From the thread on the Airfix Wasa build, extract word for word the passage starting with "In regards to" and going on through "started running rigging.".

* **PASSAGE SHOWN**:

☆ ☆ ☆ ☆

New build: Airfix Wasa *Finished 5-20*

If you haven’t seen this, here’s a link to the National Geographic site abt the ship, which is the basis of the article in “Men, Ships and the Sea”.

http://www.abc.se/~pa/publ/vasa.htm#I.%20Brief%20history%20of%20the%20birth%20and%20disappearance%20of

I managed to put up some of the rigging last night. I’ve got to say that the second time around is always easier and much faster. After everything was said and done, the riggings had a little bit of sag on them so to tighten them all up again I added string on the bow-spirit to give everything proper tension. next up ratlines…

i’m going to try to get some better pics with some butchers paper that I have for a back drop. hopefully that will help with the detail.

so I decide last night that the rigging that i did was boring and not very good. so i decided to take most of it off and restart from the beginning. I don’t know why the thought never crossed my mind that the instructions were basic and didn’t have very much detail. So after some google searches I think I have pretty good idea of what needs to be done.

I didn’t want to say this earlier, but since you’ve removed the rigging you’d already installed…I think most sailing ship modelers who’ve been at it for a while would agree that the easiest and most practical way to rig a ship model is to follow (with certain deviations) the sequence that the riggers of the real things followed. That means the first lines to go into place are the shrouds. Then come the stays and other standing rigging, followed by the running rigging.

The old timers also were in the habit of rigging the masts section-by-section - that is, installing and rigging all three lower masts, then adding and rigging the topmasts, then the topgallant masts. That sequence minimizes the tendency of spars and lines to interfere with each other. It also helps ensure that the rigging of the lower masts and yards doesn’t intefere with that of the upper spars. The rigging of the real ship was designed in such a way that the topmasts, for instance, could be taken out of the ship without disturbing the rigging that held up the lower masts.

Hope that helps a little. Good luck.

well so far i’ve only been removing as I go. so it’s only been section by section and side to side. the idea is to do a before and after. the Airfix instructions vs google. basically I’ve found some pics of what other modelers have done with wood kits and used that as a reference. Thanks for the help and the heads up you always seem to give direction right when it’s needed. [:D]

In regards to using paper sails, I am having pretty good success with experimenting on this Heller Royal Luise. It is about the same size as the Wasa and I have been using high quality resume’ paper as what was suggested to me here on this forum.

The masts seem out of alignment because I just started running rigging.

Scott

so it turns out that there is no place to run the shrouds lines through some of the tops. so I’m waiting on some tools that I ordered to help with this…lame. I am thinking about starting another build while I wait…

So it’s been awhile since I’ve added an update. So here it is. It took awhile to get the tools to get this going. I’m pretty close to finishing this off so i’ll put up more pics as they come. Enjoy.

☆ ☆ ☆ ☆

* **RAW DATA**:
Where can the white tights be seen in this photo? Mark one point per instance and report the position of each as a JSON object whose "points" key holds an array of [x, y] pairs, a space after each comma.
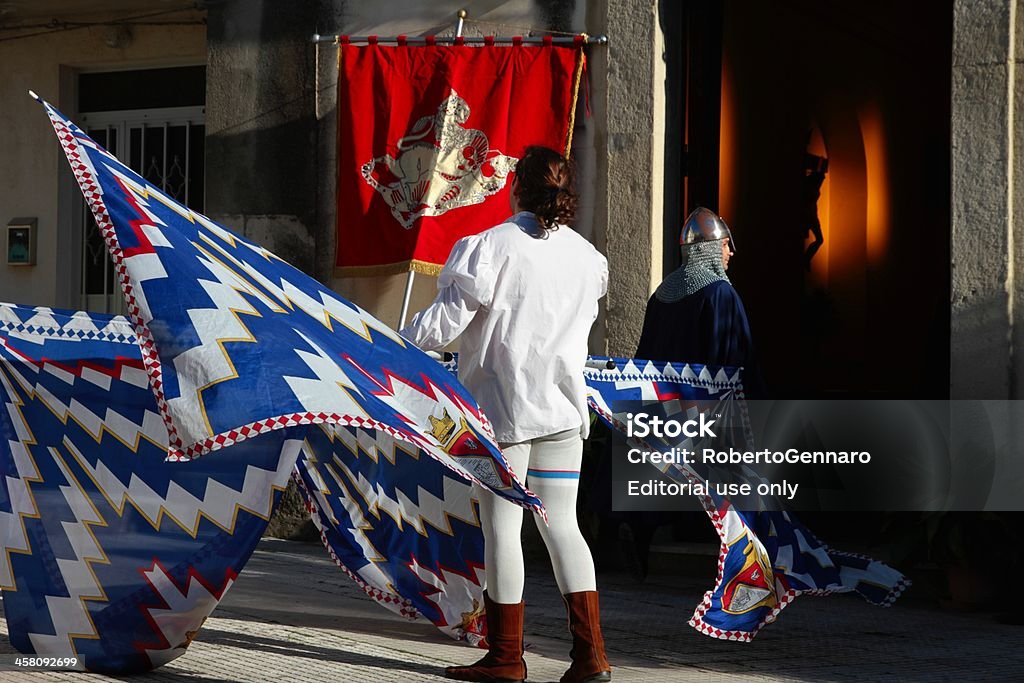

☆ ☆ ☆ ☆

* **TASK ANSWER**:
In regards to using paper sails, I am having pretty good success with experimenting on this Heller Royal Luise. It is about the same size as the Wasa and I have been using high quality resume’ paper as what was suggested to me here on this forum.

The masts seem out of alignment because I just started running rigging.